Start of PROVIDED TEXT
Facilitated by the corporate/litigation tag-team of Cleary Gottlieb partners Ethan Klingsberg and Meredith Kotler, the session delved into a series of recent developments in private and public M&A.

Down Market Private M&A Risks

The session began by reviewing the primary legal challenge faced during buy-outs of startups in the current down market. Common stock in startups is increasingly held by sophisticated institutions that are not litigation-shy when there is a sale with the following characteristics:

  • Orchestration of the sales of these startups by target boards that consist exclusively of VC fund representatives and founders/senior management (as is typical); and
  • Valuations in these sales that leave the common stockholders with losses or receiving significantly less per share than the insider VC fund holders of preferred stock (which assure a preferential return) and the founders and management after taking into account their generous retention pools and sale bonuses.

The session reviewed the Delaware case law to date that has addressed these scenarios, as well as the pending post-closing challenge to the buyout of Good Technologies by Blackberry. After discussion of the latest thinking about appraisal rights and entire fairness doctrines, the following practice points emerged.

  • Consideration by startups of employing directors who would qualify as independent for purposes of entire fairness analysis under Delaware corporate law.
  • Consideration by startups of renewed efforts to assure that there is no asymmetry of material information between the insiders and investors during each funding round.
  • Importance of assuring no asymmetry of material information when seeking consents from common stockholders to the sale of a startup.
  • Insistence by acquirors on an unwaivable closing condition that:
    • the target has obtained the consent of a majority of the common stock owned by disinterested holders;
    • the target has amended its charter to adjust the waterfall to assure a more equitable distribution of the merger consideration; or
    • the target has obtained the consent of those non-insider stockholders that the acquirer has identified as most likely to be litigation-prone.
  • Insistence by acquirors on special indemnities from the insiders and other consenting shareholders to cover the risks of appraisal rights and fiduciary duty litigation.

Possible Statutory Amendment to Strengthen Collective Action in Private M&A

The session then discussed the legacy of Delaware’s Cigna decision for buyouts of widely held but unlisted companies, such as the typical VC-funded M&A target. As a result of Cigna’s narrow reading of the definition of merger consideration, a number of merger agreement provisions, including indemnification and stockholder representative provisions, have been left unenforceable against any stockholder who fails to sign a joinder (as opposed to a letter of transmittal), while the merger consideration provisions remain binding on all holders simply by virtue of the consent of the holders of 50.1 percent of the voting power.

After noting some of the contractual acrobatics that can mitigate some of the impact of Cigna, the session floated the novel idea of an amendment of the DGCL to expand the scope of permitted collective action beyond merger consideration by permitting specified “non-merger consideration” provisions, such as the appointment of a stockholder representative or a limited indemnity, to be binding on all target shareholders by virtue of a 50.1 percent approval. The discussion explored ways to avoid making such a concept non-coercive.
End of PROVIDED TEXT
Start of SOURCE EXCERPT
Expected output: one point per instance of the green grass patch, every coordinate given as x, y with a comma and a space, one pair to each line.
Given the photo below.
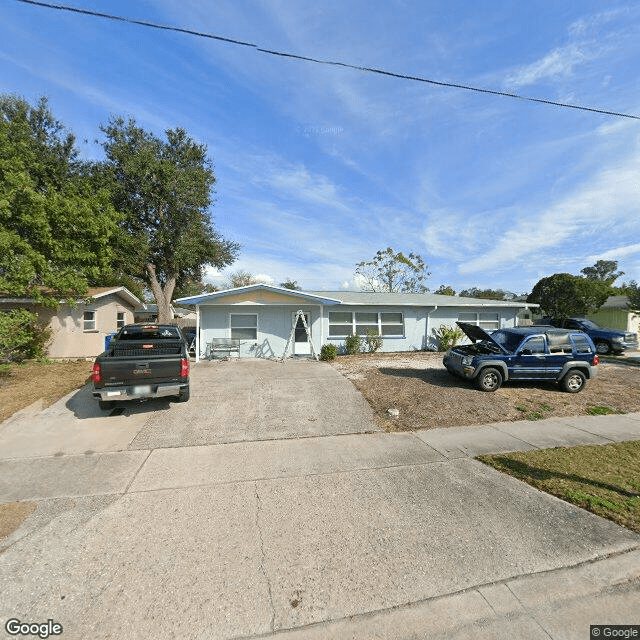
End of SOURCE EXCERPT
● WHAT THE TASK REQUIRES:
Write out the session summary starting at "The session reviewed" and ending at "of a startup.", replacing "funding round" with "financing round". Work from the session summary alone and leave the data aside.

● THE OUTPUT:
The session reviewed the Delaware case law to date that has addressed these scenarios, as well as the pending post-closing challenge to the buyout of Good Technologies by Blackberry. After discussion of the latest thinking about appraisal rights and entire fairness doctrines, the following practice points emerged.

  • Consideration by startups of employing directors who would qualify as independent for purposes of entire fairness analysis under Delaware corporate law.
  • Consideration by startups of renewed efforts to assure that there is no asymmetry of material information between the insiders and investors during each financing round.
  • Importance of assuring no asymmetry of material information when seeking consents from common stockholders to the sale of a startup.